## Task to complete
Your answer should be the lines below from the one with "Objective — for every instance of the white" to the one with "Objective — for every instance of the ceiling fan pull", both included, given again exactly and with nothing added.
Records supplied Start Marker
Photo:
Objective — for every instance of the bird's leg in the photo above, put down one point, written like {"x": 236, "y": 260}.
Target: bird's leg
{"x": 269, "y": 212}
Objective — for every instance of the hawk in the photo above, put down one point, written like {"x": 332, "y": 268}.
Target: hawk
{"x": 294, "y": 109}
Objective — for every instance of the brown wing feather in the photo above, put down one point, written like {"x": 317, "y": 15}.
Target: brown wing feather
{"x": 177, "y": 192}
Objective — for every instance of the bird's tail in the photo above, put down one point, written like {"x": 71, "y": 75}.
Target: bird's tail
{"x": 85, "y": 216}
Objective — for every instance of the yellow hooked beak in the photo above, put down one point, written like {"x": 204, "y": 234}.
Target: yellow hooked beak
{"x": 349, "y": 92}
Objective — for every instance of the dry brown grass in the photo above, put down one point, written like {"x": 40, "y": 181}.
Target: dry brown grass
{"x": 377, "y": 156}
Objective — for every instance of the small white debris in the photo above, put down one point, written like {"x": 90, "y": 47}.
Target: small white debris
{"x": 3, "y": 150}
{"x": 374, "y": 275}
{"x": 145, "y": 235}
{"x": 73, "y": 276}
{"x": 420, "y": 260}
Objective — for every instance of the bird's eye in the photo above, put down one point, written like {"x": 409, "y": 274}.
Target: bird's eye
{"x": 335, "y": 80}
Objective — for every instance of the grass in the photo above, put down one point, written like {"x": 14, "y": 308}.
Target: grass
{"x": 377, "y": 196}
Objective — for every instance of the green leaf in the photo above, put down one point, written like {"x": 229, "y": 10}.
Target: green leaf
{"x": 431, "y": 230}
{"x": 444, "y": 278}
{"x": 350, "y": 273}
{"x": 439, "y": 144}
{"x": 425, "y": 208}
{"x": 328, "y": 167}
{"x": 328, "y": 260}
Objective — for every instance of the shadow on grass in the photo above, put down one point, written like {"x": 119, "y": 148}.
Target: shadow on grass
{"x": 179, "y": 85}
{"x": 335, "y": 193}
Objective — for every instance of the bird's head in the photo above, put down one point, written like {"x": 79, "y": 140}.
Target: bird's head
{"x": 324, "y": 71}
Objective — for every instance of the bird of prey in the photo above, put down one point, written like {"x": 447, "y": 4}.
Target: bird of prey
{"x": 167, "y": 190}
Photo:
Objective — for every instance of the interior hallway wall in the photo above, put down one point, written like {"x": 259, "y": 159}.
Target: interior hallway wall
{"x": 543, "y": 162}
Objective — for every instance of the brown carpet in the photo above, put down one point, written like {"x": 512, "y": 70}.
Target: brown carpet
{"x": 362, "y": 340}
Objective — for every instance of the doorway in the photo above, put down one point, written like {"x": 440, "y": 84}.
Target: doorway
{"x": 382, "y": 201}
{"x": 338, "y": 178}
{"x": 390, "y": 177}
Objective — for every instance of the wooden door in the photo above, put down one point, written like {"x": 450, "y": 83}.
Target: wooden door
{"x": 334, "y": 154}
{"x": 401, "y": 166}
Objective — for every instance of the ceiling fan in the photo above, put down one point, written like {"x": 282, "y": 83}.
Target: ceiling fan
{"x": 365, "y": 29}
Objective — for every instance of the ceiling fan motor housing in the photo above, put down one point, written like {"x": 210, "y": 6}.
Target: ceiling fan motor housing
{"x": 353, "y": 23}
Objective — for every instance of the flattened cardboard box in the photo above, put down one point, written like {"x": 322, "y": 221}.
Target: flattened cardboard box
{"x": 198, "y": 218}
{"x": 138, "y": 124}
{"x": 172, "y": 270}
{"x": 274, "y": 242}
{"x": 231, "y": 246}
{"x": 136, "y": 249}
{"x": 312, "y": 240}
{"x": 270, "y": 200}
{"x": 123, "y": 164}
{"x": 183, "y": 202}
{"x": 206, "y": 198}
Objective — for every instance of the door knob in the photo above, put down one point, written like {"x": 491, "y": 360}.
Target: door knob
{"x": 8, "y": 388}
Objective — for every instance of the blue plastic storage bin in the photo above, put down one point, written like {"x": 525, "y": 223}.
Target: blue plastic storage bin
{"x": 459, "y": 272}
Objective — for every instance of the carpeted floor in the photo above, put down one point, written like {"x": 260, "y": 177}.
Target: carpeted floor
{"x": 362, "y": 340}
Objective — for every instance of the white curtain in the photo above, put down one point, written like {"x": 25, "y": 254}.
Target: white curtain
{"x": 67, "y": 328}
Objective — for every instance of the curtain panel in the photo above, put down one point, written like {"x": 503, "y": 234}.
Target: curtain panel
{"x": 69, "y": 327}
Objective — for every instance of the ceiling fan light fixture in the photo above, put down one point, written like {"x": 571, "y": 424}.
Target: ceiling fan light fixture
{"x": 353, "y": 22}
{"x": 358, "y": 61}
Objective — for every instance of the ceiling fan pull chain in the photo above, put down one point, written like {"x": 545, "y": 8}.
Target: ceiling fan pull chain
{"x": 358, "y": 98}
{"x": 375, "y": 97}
Records supplied End Marker
## Answer for this exercise
Objective — for every instance of the white curtain in the photo above, put down one point, written like {"x": 25, "y": 254}.
Target: white curtain
{"x": 67, "y": 328}
Objective — for every instance of the curtain panel in the photo above, put down one point, written like {"x": 503, "y": 234}.
Target: curtain panel
{"x": 69, "y": 327}
Objective — for every instance of the ceiling fan light fixture in the photo above, put down one point, written like {"x": 571, "y": 424}.
Target: ceiling fan light fixture
{"x": 353, "y": 22}
{"x": 358, "y": 61}
Objective — for every instance of the ceiling fan pull chain in the photo above, put down one point, written like {"x": 545, "y": 8}.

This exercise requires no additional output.